**Stated problem**
Copy each of the lines below word for word, without changing any character.

## START Record extracts

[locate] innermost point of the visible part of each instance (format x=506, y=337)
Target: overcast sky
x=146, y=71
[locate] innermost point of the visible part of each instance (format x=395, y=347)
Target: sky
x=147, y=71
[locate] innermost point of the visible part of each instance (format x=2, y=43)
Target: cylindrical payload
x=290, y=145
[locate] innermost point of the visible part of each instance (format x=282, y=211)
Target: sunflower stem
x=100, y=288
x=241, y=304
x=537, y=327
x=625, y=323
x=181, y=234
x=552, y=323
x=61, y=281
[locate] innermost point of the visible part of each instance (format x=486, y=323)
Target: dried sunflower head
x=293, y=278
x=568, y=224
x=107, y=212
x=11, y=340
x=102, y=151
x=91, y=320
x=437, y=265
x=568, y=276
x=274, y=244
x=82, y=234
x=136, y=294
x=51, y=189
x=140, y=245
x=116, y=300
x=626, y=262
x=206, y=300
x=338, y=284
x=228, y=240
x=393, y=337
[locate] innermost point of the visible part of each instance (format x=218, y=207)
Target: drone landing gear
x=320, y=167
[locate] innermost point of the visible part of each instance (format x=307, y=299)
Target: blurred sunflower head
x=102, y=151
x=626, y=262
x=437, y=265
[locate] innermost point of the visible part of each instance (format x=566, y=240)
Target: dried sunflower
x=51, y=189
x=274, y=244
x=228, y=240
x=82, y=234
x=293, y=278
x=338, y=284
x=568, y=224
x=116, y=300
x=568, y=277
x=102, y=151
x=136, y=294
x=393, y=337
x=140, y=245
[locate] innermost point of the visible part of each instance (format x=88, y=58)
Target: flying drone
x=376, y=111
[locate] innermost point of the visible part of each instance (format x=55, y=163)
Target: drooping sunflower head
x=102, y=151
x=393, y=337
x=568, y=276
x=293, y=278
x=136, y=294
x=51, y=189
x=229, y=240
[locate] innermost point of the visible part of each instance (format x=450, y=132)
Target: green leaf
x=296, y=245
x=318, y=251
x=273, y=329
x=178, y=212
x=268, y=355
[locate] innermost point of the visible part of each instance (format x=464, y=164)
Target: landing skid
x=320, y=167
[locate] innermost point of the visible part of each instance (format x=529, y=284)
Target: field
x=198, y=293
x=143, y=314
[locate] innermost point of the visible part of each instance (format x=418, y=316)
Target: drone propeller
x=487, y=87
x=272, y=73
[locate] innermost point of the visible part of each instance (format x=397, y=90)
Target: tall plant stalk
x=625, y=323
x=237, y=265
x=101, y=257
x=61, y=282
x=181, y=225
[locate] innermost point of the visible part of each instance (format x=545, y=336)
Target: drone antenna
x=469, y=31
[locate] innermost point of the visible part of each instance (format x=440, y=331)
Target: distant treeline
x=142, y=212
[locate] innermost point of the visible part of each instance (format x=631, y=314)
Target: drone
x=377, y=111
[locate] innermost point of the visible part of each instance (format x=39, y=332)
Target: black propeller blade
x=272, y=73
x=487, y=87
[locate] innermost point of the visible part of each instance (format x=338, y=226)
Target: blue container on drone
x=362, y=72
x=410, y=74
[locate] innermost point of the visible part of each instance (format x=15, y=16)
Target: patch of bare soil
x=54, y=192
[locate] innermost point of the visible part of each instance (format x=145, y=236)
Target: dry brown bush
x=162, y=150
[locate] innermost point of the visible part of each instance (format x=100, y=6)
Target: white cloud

## END Record extracts

**Answer to this task**
[locate] innermost point of the visible part of each instance (format x=506, y=337)
Target: overcast sky
x=146, y=71
[locate] innermost point of the visible part of each instance (format x=395, y=347)
Target: sky
x=147, y=71
[locate] innermost point of the visible part of each instance (format x=2, y=43)
Target: cylindrical payload
x=290, y=145
[locate] innermost point of the visible part of each instance (format x=282, y=211)
Target: sunflower stem
x=100, y=288
x=241, y=304
x=537, y=327
x=625, y=323
x=181, y=234
x=552, y=323
x=61, y=281
[locate] innermost point of the visible part of each instance (format x=486, y=323)
Target: dried sunflower head
x=293, y=278
x=568, y=224
x=107, y=212
x=11, y=340
x=102, y=151
x=91, y=320
x=437, y=265
x=568, y=276
x=274, y=244
x=82, y=234
x=136, y=294
x=51, y=189
x=140, y=245
x=116, y=300
x=626, y=262
x=206, y=300
x=338, y=284
x=228, y=240
x=393, y=337
[locate] innermost point of the visible part of each instance (format x=218, y=207)
Target: drone landing gear
x=320, y=167
[locate] innermost point of the visible part of each instance (format x=307, y=299)
Target: blurred sunflower head
x=102, y=151
x=626, y=262
x=437, y=265
[locate] innermost point of the visible part of each instance (format x=566, y=240)
Target: dried sunflower
x=51, y=189
x=274, y=244
x=228, y=240
x=82, y=234
x=293, y=278
x=338, y=284
x=568, y=224
x=116, y=300
x=568, y=277
x=102, y=151
x=136, y=294
x=393, y=337
x=140, y=245
[locate] innermost point of the visible part of each instance (format x=88, y=58)
Target: flying drone
x=376, y=111
[locate] innermost point of the visible part of each instance (format x=55, y=163)
Target: drooping sunflower head
x=102, y=151
x=393, y=337
x=568, y=276
x=293, y=278
x=136, y=294
x=51, y=189
x=229, y=240
[locate] innermost point of the visible part of each instance (format x=450, y=132)
Target: green leaf
x=296, y=245
x=318, y=251
x=273, y=329
x=178, y=212
x=268, y=355
[locate] innermost point of the visible part of each instance (format x=464, y=164)
Target: landing skid
x=320, y=167
[locate] innermost point of the visible part of each instance (format x=529, y=284)
Target: field
x=198, y=293
x=143, y=314
[locate] innermost point of the visible part of each instance (format x=418, y=316)
Target: drone propeller
x=487, y=87
x=272, y=73
[locate] innermost point of the visible part of each instance (format x=397, y=90)
Target: tall plant stalk
x=625, y=323
x=237, y=265
x=101, y=257
x=61, y=282
x=181, y=225
[locate] innermost point of the visible part of each instance (format x=545, y=336)
Target: drone antenna
x=469, y=31
[locate] innermost point of the visible part of each instance (format x=440, y=331)
Target: distant treeline
x=142, y=212
[locate] innermost point of the visible part of each instance (format x=631, y=314)
Target: drone
x=377, y=111
[locate] innermost point of the visible part of each instance (format x=39, y=332)
Target: black propeller blade
x=272, y=73
x=487, y=87
[locate] innermost point of the visible part of each instance (format x=338, y=226)
Target: blue container on drone
x=362, y=72
x=410, y=74
[locate] innermost point of the visible part of each instance (format x=15, y=16)
Target: patch of bare soil
x=54, y=192
[locate] innermost point of the visible part of each instance (format x=145, y=236)
Target: dry brown bush
x=162, y=150
[locate] innermost point of the visible part of each instance (format x=100, y=6)
Target: white cloud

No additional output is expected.